Given records:
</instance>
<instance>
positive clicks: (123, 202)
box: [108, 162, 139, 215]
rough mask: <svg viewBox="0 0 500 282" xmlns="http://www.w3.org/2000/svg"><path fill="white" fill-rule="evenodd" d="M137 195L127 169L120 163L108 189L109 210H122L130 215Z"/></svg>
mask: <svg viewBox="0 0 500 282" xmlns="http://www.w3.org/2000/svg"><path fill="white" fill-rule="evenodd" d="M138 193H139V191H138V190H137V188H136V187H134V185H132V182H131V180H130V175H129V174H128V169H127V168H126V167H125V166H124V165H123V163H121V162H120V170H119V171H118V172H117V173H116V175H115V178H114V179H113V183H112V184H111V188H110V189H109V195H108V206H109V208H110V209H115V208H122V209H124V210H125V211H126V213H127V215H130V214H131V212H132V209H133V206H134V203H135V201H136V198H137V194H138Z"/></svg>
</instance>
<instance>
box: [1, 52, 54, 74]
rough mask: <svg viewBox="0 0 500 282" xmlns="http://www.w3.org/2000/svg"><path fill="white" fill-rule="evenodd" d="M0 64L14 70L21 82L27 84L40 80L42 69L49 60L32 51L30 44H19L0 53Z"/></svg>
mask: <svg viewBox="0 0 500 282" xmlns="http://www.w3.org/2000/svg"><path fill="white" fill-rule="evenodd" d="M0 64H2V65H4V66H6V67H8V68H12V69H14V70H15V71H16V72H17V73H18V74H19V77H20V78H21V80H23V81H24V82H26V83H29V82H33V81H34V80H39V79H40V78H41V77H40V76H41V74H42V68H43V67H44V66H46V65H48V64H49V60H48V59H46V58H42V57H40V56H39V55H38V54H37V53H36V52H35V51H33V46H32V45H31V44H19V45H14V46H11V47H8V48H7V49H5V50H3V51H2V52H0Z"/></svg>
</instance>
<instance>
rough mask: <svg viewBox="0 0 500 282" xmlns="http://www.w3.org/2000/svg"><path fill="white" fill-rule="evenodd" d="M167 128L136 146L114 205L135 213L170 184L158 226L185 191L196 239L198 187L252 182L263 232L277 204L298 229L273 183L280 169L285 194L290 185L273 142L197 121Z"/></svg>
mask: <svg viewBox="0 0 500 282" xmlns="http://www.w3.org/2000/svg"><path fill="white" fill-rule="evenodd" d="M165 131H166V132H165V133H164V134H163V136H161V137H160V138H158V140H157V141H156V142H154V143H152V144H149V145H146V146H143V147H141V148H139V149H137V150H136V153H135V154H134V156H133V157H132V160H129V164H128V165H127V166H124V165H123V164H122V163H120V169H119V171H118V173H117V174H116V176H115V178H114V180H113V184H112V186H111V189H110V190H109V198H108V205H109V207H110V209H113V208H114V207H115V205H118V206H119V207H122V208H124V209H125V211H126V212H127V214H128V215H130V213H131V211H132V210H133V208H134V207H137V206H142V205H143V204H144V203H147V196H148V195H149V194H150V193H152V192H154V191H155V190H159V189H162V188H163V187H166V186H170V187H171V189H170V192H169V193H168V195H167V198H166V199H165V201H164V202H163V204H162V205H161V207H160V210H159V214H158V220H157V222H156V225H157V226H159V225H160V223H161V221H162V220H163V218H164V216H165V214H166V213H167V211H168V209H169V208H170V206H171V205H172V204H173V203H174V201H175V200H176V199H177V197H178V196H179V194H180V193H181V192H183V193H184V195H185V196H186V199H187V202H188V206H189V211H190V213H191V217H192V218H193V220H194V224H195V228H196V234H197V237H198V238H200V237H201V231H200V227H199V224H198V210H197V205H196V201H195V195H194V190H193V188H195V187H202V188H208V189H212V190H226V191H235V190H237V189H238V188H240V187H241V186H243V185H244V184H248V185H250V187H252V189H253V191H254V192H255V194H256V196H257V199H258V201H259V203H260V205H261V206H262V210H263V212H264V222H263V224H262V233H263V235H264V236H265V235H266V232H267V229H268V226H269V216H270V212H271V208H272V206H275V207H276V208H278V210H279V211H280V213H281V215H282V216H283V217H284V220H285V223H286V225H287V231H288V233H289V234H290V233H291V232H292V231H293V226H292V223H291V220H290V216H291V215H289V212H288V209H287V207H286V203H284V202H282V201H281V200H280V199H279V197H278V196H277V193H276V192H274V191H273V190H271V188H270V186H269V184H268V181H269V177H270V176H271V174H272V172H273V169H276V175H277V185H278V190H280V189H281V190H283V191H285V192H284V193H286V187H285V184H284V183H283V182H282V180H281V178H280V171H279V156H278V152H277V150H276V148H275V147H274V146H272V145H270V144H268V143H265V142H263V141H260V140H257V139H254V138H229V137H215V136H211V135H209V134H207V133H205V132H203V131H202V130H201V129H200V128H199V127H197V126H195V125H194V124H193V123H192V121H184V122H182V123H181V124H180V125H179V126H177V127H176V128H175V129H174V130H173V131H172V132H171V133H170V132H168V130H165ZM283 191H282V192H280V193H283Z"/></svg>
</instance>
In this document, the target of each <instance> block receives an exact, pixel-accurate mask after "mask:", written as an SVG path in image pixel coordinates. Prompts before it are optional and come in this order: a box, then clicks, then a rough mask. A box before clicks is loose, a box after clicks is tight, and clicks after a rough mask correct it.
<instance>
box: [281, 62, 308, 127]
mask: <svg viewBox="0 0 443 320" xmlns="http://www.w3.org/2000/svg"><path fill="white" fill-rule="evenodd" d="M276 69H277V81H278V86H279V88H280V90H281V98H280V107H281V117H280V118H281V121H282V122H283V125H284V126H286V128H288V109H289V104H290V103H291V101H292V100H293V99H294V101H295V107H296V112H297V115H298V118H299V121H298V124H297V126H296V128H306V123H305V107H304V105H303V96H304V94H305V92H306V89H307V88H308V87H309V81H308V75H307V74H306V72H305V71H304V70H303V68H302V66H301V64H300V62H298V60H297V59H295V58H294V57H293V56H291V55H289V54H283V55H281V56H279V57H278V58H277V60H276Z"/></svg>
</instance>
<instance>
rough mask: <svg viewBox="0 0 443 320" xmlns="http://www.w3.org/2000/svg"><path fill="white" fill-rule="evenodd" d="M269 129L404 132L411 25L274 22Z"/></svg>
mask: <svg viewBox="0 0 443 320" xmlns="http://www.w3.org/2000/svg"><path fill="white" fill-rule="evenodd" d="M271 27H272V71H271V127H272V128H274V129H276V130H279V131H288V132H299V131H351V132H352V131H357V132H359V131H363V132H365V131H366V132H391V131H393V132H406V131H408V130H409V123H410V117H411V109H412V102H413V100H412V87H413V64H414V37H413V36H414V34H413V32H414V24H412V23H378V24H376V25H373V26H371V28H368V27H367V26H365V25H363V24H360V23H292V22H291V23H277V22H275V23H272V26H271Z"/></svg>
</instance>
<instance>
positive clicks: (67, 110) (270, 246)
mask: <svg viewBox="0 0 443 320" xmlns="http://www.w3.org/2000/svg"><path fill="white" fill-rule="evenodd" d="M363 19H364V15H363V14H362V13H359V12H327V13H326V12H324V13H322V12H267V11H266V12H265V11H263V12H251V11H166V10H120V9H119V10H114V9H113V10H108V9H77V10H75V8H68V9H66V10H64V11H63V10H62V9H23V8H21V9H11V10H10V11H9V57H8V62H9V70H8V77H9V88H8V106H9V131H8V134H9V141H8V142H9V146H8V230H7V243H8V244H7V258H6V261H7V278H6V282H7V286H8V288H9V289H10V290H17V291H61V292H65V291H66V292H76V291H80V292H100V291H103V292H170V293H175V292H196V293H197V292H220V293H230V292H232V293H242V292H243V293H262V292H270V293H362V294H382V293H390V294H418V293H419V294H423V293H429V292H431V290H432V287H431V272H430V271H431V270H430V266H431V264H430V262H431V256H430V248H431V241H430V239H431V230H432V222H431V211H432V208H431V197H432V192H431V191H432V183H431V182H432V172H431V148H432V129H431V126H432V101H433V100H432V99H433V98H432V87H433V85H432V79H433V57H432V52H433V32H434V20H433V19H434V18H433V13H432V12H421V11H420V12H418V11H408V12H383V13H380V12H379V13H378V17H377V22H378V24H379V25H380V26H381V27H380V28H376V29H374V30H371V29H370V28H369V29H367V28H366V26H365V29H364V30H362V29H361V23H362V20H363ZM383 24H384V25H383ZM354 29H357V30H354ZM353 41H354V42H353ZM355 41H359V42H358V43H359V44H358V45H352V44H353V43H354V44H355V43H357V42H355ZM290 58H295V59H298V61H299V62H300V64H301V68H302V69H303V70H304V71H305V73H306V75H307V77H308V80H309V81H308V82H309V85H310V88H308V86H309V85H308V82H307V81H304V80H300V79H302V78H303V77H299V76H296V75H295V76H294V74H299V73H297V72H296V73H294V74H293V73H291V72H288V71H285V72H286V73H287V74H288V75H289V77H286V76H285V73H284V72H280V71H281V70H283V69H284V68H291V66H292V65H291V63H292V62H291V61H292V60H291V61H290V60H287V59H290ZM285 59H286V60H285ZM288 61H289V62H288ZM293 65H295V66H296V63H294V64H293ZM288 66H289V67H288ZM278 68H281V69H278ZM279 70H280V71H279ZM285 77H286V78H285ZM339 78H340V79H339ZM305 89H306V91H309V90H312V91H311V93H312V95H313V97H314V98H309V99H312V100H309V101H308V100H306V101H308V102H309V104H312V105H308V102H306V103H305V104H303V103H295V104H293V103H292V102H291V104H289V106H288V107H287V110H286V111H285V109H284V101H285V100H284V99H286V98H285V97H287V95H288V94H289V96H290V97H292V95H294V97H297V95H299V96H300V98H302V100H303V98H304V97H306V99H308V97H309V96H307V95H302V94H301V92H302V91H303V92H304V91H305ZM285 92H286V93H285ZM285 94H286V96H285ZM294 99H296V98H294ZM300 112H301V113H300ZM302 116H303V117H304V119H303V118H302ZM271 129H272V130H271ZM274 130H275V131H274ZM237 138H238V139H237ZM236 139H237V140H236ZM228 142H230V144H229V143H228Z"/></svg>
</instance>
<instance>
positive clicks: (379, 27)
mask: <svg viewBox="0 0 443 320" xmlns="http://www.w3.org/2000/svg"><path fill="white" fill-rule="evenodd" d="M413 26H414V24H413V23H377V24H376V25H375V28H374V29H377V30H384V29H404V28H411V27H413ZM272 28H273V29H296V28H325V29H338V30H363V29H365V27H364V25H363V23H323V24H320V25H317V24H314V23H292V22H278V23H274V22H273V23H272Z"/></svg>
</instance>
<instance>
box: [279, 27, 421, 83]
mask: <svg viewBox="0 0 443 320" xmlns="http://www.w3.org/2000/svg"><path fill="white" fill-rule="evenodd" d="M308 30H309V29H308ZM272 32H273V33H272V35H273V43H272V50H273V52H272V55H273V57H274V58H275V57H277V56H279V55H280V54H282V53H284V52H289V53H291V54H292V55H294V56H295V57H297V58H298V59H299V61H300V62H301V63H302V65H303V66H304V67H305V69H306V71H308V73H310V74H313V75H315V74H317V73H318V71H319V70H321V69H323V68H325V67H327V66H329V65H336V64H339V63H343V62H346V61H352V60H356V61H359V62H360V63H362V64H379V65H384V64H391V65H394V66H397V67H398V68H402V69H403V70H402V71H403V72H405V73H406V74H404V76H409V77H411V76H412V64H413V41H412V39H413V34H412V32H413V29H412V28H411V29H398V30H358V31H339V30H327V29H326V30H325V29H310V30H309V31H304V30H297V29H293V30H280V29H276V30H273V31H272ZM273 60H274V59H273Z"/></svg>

What to produce: Extract every line of the records that contains the string "positive", matching case exactly.

Your response:
positive clicks: (123, 202)
positive clicks: (67, 110) (270, 246)
positive clicks: (379, 27)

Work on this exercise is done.